• [Consignes de l'exercice]:
**1.** Veuillez dire si chacune des affirmations suivantes concorde avec le texte sur les formateurs et les étudiants, en répondant par oui ou non et en citant à l'identique les mots décisifs du texte. (a) Florence Girard estime que des moyens importants devront être déployés dans la durée. (b) Les terrains de stage sont actuellement jugés suffisants. (c) Mamadou Ndoye affirme que les difficultés des étudiants ont commencé avec la pandémie.
**2.** Reprenez le texte sur les formateurs et les étudiants à la suite de sa dernière phrase.

• [Texte fourni]:
____________

Une quête initiatique
Empreinte de résilience, cette introspection sera salvatrice pour les formateurs, dont le moral s’est considérablement dégradé ces derniers mois. « Cette problématique devra être traitée de façon systémique. Des moyens importants devront être déployés dans la durée », prévient Florence Girard. Plus largement, la profession devra resserrer les rangs. Les principaux intéressés devront se mettre au diapason : « Nous ne connaissons pas – ou très mal – les missions et les activités des formateurs… »
Directeurs d’institut, équipes pédagogiques, professionnels de santé, étudiants… Une concertation poly-catégorielle devra être rapidement engagée pour créer les conditions d’un « meilleur agir ». Une reconnaissance et une revalorisation du tutorat paraît tout aussi indispensable, ne serait-ce que pour multiplier les terrains de stage, actuellement « très insuffisants ». Selon Florence Girard, cet « élément facilitateur de l’apprentissage » doit être intégré dans la politique globale des établissements de santé.
Des attentes claires
Les pistes d’amélioration ne manquent pas. Actualité brûlante, symbole d’un mal-être grandissant, la qualité de vie des étudiants mérite des réponses appropriées. « La santé étudiante doit être appréhendée de manière holistique, en analysant tous ses déterminants. Nos difficultés ne se réduisent pas à la pandémie. Elles ont commencé bien avant ! », rappelle Mamadou Ndoye, vice-président de la FAGE*, en charge des affaires liées à la santé. Parmi d’autres revendications, il suggère notamment de donner une véritable structure juridique au CNA**. Il réclame également « une sanctuarisation de la formation », validée par des textes officiels, surtout en période de crise.

____________

Enregistrements issus d'une collecte de données

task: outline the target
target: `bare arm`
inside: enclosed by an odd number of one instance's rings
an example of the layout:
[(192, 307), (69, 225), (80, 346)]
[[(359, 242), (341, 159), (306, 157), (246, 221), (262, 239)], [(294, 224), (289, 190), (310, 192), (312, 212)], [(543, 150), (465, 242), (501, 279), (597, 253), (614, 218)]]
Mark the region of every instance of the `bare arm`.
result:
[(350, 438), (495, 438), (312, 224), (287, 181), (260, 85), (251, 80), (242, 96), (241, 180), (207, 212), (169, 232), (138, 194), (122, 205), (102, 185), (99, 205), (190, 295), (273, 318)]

____________

• [Corrigé de l'exercice]:
**1.**
(a) Oui : « Des moyens importants devront être déployés dans la durée ».
(b) Non : « pour multiplier les terrains de stage, actuellement « très insuffisants » ».
(c) Non : « Nos difficultés ne se réduisent pas à la pandémie. Elles ont commencé bien avant ! ».

**2.**
De ce point de vue, le maintien du dialogue sera un paramètre déterminant : « Nous devrons échanger plus régulièrement avec les tutelles dans une logique de co-construction ». Un sujet nécessitera une attention particulière, celui de l’interprofessionnalité. « Le décloisonnement des filières sera incontournable pour envisager convenablement la chose », estime-t-il.
Cap sur la pluridisciplinarité !
Les professionnels du secteur de la formation n’y sont pas opposés, bien au contraire. « Il faut impérativement croiser les regards, les expertises et les expériences », assure Nicolas Brisseaux, masseur-kinésithérapeute et formateur à l’IFMK de l’Ecole d’Assas. Selon lui, la pluridisciplinarité, la mutualisation et la confiance seront les trois leviers de la transformation. « Nous avons beaucoup de choses à apprendre les uns des autres. Nous devrons être capables de nous écouter, de nous parler et de nous soutenir », confirme Mathilde Valy, cadre de santé et formatrice au sein de l’IFSI-IFAS de Montélimar, un centre de formation public rattaché au groupement hospitalier Portes de Provence.
Certains ajustements réglementaires seront toutefois indispensables pour concrétiser ces bonnes intentions. « Les compétences collaboratives devront être inscrites dans nos référentiels », affirme Catherine Muller, directrice de l’Ecole régionale des infirmiers anesthésistes du CHRU de Nancy. En guise de conclusion, elle prodigue quelques conseils pour traverser les temps à venir avec sérénité : capitaliser sur les connaissances acquises pendant la crise, repenser les aspects pédagogiques en profondeur, promouvoir les activités confraternelles et viser l’être bien… plutôt que le bien-être.
(*) Fédération des associations générales étudiantes – FAGE.
(**) Centre national d’appui à la qualité de vie des étudiants en santé – CNA.